* _Problem details_
Pick out the lines below that contain the string "wooden" and copy them all.

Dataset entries
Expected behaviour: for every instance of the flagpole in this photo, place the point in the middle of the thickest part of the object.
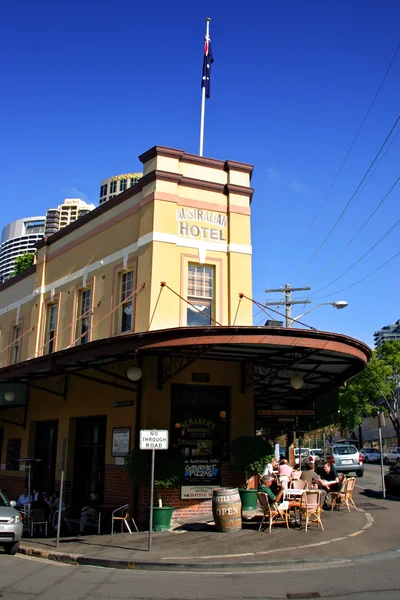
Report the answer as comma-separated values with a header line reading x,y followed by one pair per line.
x,y
203,98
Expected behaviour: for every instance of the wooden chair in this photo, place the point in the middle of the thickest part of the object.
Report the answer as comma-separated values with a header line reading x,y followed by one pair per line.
x,y
345,496
38,517
124,514
310,508
273,514
298,484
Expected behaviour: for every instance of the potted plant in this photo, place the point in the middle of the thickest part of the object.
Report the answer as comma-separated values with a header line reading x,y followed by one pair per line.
x,y
168,472
250,454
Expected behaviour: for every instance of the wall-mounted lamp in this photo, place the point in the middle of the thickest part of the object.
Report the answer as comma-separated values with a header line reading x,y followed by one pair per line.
x,y
134,373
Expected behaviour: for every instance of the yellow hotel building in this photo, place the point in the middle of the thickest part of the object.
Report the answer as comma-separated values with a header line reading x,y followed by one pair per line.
x,y
138,316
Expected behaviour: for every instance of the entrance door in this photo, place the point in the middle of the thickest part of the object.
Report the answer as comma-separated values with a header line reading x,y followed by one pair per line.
x,y
44,472
89,462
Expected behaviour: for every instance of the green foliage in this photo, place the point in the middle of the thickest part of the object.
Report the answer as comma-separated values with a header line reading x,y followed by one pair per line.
x,y
375,389
168,472
251,454
23,262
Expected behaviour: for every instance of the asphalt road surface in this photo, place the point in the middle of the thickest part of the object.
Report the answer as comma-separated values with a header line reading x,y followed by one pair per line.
x,y
25,578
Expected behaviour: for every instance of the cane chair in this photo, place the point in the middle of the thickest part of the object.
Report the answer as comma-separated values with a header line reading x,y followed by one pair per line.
x,y
298,484
310,508
345,496
124,514
38,517
273,514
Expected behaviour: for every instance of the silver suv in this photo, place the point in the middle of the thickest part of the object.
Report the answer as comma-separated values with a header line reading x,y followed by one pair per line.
x,y
10,525
346,458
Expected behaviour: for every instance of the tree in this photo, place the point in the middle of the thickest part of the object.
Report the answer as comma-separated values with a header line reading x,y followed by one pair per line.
x,y
376,389
23,262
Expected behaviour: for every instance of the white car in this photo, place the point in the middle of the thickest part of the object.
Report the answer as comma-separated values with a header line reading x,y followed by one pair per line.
x,y
10,525
392,454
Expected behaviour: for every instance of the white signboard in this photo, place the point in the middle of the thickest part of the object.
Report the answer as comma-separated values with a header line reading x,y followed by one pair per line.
x,y
200,492
153,439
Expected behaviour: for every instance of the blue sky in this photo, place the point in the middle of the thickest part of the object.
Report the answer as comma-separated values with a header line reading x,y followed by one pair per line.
x,y
87,87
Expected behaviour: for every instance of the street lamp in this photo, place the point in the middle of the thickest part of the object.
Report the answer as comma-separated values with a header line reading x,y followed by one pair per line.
x,y
338,304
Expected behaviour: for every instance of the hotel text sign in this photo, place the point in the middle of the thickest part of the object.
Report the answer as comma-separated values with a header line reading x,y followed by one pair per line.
x,y
200,224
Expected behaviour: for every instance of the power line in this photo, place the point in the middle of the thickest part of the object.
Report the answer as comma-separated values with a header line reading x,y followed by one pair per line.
x,y
351,145
359,259
361,228
362,279
351,198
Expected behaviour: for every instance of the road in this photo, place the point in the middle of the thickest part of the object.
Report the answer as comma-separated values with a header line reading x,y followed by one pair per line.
x,y
24,578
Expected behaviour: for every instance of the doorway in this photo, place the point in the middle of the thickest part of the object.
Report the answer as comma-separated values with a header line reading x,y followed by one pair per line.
x,y
44,472
89,459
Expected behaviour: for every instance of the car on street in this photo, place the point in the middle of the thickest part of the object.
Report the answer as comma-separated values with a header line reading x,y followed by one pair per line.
x,y
392,454
346,458
10,525
370,455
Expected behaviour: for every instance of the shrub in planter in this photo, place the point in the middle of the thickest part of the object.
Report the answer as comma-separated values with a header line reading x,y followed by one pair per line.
x,y
168,472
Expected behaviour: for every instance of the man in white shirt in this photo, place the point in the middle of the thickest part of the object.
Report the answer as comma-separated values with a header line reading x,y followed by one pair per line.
x,y
24,498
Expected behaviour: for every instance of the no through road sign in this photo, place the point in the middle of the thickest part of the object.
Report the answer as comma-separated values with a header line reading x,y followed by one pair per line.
x,y
153,439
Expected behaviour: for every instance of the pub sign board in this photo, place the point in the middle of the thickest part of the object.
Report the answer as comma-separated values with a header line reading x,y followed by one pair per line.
x,y
153,439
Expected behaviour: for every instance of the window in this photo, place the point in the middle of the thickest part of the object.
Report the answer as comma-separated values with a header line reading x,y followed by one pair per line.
x,y
51,328
126,309
13,454
200,294
84,316
16,347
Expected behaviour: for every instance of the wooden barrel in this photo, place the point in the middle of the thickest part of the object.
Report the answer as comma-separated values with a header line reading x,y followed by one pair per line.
x,y
227,509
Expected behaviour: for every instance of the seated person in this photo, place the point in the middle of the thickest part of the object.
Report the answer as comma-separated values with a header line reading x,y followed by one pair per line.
x,y
270,468
89,512
285,472
313,480
24,499
265,486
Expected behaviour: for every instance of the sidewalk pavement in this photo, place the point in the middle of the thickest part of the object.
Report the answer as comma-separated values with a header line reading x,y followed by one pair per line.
x,y
369,532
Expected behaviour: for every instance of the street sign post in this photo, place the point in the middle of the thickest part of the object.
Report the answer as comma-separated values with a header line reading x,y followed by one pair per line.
x,y
153,439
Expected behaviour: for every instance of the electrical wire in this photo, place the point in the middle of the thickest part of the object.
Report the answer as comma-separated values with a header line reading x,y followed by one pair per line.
x,y
359,231
349,202
351,145
360,280
388,232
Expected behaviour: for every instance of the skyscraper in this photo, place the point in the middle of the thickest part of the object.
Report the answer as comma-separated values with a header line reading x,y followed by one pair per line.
x,y
118,183
17,238
66,213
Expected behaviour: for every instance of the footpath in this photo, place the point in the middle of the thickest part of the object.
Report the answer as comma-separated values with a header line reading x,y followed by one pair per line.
x,y
367,534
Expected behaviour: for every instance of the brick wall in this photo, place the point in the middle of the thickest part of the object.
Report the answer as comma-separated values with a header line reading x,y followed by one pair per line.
x,y
117,486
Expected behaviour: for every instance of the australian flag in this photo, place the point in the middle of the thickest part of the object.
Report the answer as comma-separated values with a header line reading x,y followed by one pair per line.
x,y
208,60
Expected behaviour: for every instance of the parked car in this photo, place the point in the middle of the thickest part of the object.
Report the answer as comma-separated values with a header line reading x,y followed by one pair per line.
x,y
392,454
346,458
370,455
10,525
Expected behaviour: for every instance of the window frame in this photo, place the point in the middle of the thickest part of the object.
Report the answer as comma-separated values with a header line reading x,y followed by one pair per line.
x,y
201,299
84,337
15,353
123,304
53,340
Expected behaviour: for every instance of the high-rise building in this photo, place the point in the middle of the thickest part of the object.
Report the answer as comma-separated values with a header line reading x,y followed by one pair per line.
x,y
17,238
118,183
388,333
66,213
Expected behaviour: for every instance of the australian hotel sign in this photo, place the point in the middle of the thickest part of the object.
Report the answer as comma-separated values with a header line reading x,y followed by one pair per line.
x,y
200,224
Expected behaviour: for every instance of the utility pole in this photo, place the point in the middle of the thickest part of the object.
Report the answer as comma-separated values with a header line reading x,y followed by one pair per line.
x,y
288,302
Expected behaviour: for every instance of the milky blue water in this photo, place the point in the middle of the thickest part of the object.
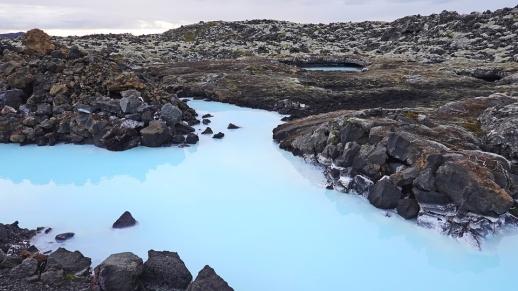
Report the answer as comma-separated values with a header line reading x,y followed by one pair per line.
x,y
333,69
258,215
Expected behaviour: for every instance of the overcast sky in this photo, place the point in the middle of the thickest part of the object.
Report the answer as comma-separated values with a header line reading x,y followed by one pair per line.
x,y
66,17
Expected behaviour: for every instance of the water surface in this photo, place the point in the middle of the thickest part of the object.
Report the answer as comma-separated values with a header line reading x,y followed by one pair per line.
x,y
258,215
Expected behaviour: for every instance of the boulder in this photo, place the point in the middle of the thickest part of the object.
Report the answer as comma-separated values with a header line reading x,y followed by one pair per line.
x,y
178,139
119,272
218,135
499,127
165,271
38,42
170,114
120,138
232,126
208,280
27,268
408,208
155,134
125,220
130,102
13,98
471,187
69,262
207,130
192,138
64,236
125,81
384,194
431,197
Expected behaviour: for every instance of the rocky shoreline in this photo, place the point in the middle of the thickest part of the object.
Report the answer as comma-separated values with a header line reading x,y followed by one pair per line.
x,y
453,168
407,132
23,267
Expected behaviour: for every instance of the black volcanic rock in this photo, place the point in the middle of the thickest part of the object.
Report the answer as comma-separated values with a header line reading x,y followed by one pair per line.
x,y
207,130
125,220
207,279
64,236
165,271
218,135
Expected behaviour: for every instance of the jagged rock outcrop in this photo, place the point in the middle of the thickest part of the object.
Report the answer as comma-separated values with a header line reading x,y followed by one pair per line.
x,y
425,162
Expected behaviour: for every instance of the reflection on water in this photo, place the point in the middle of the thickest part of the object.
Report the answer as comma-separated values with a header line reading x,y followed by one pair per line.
x,y
257,214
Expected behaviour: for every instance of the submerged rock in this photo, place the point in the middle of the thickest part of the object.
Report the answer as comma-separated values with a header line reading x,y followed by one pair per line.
x,y
125,220
119,272
207,279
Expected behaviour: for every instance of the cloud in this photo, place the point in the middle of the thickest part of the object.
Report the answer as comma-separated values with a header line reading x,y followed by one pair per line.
x,y
79,17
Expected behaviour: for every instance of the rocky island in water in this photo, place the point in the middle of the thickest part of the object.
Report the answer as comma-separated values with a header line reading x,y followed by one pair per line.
x,y
418,115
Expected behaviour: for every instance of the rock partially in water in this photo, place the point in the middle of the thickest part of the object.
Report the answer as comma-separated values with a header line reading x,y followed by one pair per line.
x,y
165,271
408,208
69,262
232,126
125,220
207,279
64,236
155,134
207,130
192,138
384,194
119,272
170,114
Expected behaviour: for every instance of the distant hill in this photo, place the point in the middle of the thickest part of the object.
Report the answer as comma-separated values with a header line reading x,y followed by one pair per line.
x,y
11,35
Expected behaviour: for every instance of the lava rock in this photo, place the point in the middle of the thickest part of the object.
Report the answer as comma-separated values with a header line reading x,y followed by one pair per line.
x,y
384,194
38,42
119,272
408,208
70,262
178,139
208,280
64,236
125,220
192,138
13,98
155,134
170,114
472,188
165,271
218,135
130,101
207,130
27,268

* _Solution to this task_
Expected behaviour: for every instance of the wooden chair in this photo, place the point in the middle of the thickest part of the object.
Expected behaviour: for every instance of the wooden barrel in this photo, place the point in the middle of the thickest part of the object.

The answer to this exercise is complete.